_TEXT_
Aug 15, 2010

Home-brewed NAS gluster with sensible replication

Hardware

I'd say "every sufficiently advanced user is indistinguishable from a sysadmin" (yes, it's a play on famous Arthur C Clarke's quote), and it doesn't take much of "advanced" to come to a home-server idea.
And I bet the main purpose for most of these aren't playground, p2p client or some http/ftp server - it's just a storage. Serving and updating the stored stuff is kinda secondary.
And I guess it's some sort of nature law that any storage runs outta free space sooner or later. And when this happens, just buying more space seem to be a better option than cleanup because a) "hey, there's dirt-cheap 2TB harddisks out there!" b) you just get used to having all that stuff at packet's reach.
Going down this road I found myself out of connectors on the motherboard (which is fairly spartan D510MO miniITX) and the slots for an extension cards (the only PCI is used by dual-port nic).
So I hooked up two harddisks via usb, but either the usb-sata controllers or usb's on the motherboard were faulty and controllers just hang with both leds on, vanishing from the system. Not that it's a problem - just mdraid'ed them into raid1 and when one fails like that, I just have to replug it and start raid recovery, never losing access to the data itself.
Then, to extend the storage capacity a bit further (and to provide a backup to that media content) I just bought +1 miniITX unit.
Now, I could've mouned two NFS'es from both units, but this approach has several disadvantages:
  • Two mounts instead of one. Ok, not a big deal by itself.

_STATED PROBLEM_
Copy the post on home-brewed NAS starting at "Aug 15, 2010" and ending at "is kinda secondary.", switching "sysadmin" to "system administrator".

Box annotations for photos
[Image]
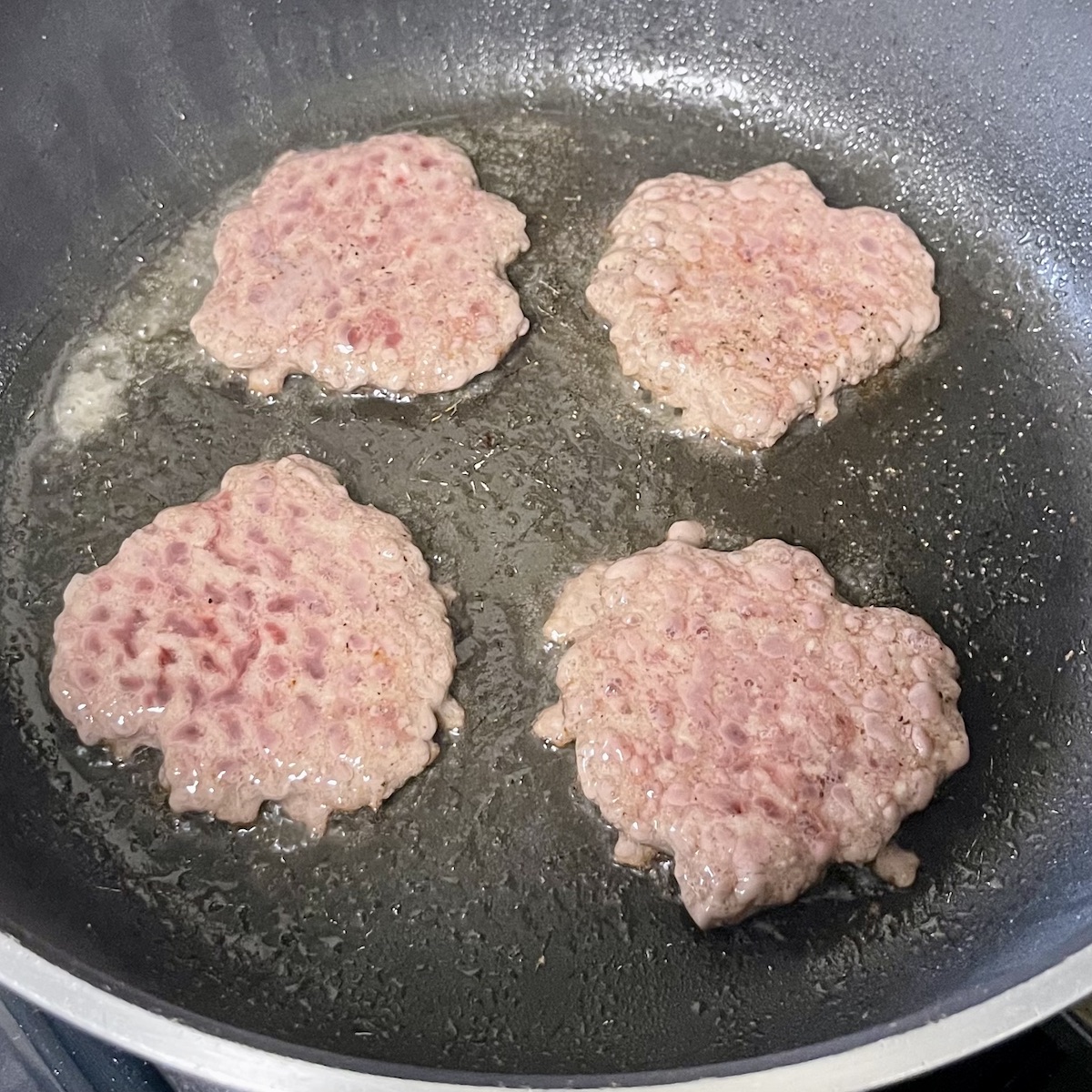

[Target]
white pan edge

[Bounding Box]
[0,933,1092,1092]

_WRITTEN SOLUTION_
Aug 15, 2010

Home-brewed NAS gluster with sensible replication

Hardware

I'd say "every sufficiently advanced user is indistinguishable from a system administrator" (yes, it's a play on famous Arthur C Clarke's quote), and it doesn't take much of "advanced" to come to a home-server idea.
And I bet the main purpose for most of these aren't playground, p2p client or some http/ftp server - it's just a storage. Serving and updating the stored stuff is kinda secondary.